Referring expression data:
>>>

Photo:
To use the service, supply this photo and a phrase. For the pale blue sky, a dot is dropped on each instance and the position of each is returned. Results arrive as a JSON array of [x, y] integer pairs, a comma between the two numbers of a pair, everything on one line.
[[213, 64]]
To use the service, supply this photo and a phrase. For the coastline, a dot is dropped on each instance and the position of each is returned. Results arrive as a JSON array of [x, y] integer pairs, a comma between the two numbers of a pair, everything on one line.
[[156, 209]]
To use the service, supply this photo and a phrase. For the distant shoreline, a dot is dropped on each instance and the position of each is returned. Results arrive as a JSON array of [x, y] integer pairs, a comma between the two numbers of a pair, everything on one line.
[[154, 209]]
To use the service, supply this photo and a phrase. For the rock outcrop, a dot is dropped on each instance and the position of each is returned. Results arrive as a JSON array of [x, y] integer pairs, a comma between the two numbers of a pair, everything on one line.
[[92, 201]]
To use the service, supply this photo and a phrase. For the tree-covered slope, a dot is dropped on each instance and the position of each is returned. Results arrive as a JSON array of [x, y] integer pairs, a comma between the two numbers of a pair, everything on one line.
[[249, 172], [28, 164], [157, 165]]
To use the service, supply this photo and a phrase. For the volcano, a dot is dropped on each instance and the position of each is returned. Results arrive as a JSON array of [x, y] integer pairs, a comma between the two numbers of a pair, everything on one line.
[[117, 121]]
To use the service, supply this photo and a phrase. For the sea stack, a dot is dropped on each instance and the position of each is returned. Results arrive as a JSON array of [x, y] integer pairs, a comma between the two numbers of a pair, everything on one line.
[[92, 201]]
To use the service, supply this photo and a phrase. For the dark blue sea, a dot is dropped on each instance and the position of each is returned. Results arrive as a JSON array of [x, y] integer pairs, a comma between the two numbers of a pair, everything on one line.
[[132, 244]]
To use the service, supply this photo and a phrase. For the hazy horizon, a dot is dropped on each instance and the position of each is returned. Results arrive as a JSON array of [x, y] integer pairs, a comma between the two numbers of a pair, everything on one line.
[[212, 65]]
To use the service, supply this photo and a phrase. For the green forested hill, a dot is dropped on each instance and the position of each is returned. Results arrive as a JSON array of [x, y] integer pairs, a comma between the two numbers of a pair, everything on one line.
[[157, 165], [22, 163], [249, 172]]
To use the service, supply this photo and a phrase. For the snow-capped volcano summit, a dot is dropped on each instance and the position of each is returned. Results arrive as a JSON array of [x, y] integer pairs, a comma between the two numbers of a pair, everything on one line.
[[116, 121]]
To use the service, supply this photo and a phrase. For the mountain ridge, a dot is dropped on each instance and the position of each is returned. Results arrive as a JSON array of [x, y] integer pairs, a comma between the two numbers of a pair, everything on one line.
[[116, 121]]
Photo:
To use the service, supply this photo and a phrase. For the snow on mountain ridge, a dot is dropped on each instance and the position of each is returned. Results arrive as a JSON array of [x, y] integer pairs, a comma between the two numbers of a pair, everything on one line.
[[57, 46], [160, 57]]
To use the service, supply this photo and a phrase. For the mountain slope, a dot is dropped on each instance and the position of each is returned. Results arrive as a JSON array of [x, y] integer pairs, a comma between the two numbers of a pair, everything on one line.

<<<

§ **Aim of the task**
Copy down every record, keeping each one exact.

§ **Exercise solution**
Photo:
To use the service, supply this photo and a phrase. For the pale blue sky, a dot is dropped on each instance and the position of each is returned. Results arrive as a JSON array of [x, y] integer pairs, a comma between the two numbers of a pair, everything on one line.
[[213, 64]]
To use the service, supply this photo and a phrase. For the coastline, a dot is dropped on each instance and the position of each is returned. Results arrive as a JSON array of [x, y] integer pairs, a comma between the two numbers of a pair, everything on one line.
[[156, 209]]
To use the service, supply this photo and a phrase. For the distant shoreline, a dot is dropped on each instance and the position of each is returned. Results arrive as a JSON array of [x, y] integer pairs, a comma between the two numbers of a pair, everything on one line.
[[154, 209]]
To use the service, supply this photo and a phrase. For the rock outcrop, a dot is dropped on each instance and the position of each is returned. Results arrive as a JSON array of [x, y] integer pairs, a comma between the two numbers of a pair, everything on one line.
[[92, 201]]
To use the service, supply this photo and a phrase. For the tree-covered slope, a dot is dropped on each instance and the position of each is returned. Results arrive as a JSON array of [x, y] integer pairs, a comma between the two numbers of a pair, everything on one line.
[[249, 172], [28, 164], [157, 165]]
To use the service, supply this photo and a phrase. For the volcano, a dot is dropped on each instance and the position of each is returned. Results arrive as a JSON array of [x, y] integer pairs, a comma between the two numbers of a pair, everything on one line.
[[117, 121]]
To use the service, supply this photo and a phrase. For the sea stack, a dot is dropped on each instance and the position of each is returned. Results arrive as a JSON array of [x, y] integer pairs, a comma between the two numbers of a pair, everything on one line.
[[92, 201]]
To use the service, supply this photo and a phrase. For the dark blue sea, a dot is dropped on each instance and the position of each is returned. Results arrive as a JSON array of [x, y] integer pairs, a comma between the two numbers of a pair, everything on one line.
[[132, 244]]
To use the service, supply this photo and a phrase. For the hazy horizon, a dot is dropped on each instance and the position of each is returned. Results arrive as a JSON array of [x, y] integer pairs, a comma between the two numbers of a pair, everything on one line.
[[212, 65]]
To use the service, supply this photo and a phrase. For the green forested hill, a dot is dropped on each instance and the position of each is returned. Results arrive as a JSON array of [x, y] integer pairs, a comma between the two numbers of a pair, everything on one line.
[[157, 165], [22, 163], [249, 172]]
To use the service, supply this photo and a phrase. For the snow-capped volcano summit, a dot is dropped on each instance and the position of each is returned. Results arrive as a JSON array of [x, y] integer pairs, a comma between the two numbers of a pair, everything on one line.
[[116, 121]]
To use the service, supply this photo and a phrase. For the mountain ridge, a dot is dropped on each instance and the position of each is returned. Results arrive as a JSON array of [x, y] integer pairs, a comma between the two numbers of a pair, everything on one line.
[[116, 121]]
Photo:
To use the service, supply this photo and a phrase. For the snow on mountain ridge, a dot is dropped on each instance and the position of each is returned. Results arrive as a JSON array of [x, y] integer pairs, a comma between the two numbers of a pair, everything on one line.
[[57, 46], [160, 57]]
To use the service, supply this photo and a phrase. For the mountain slope, a dot is dropped on each instance and the position of each is returned. Results arrive as a JSON array of [x, y] integer pairs, a comma between the two numbers of a pair, everything on one line.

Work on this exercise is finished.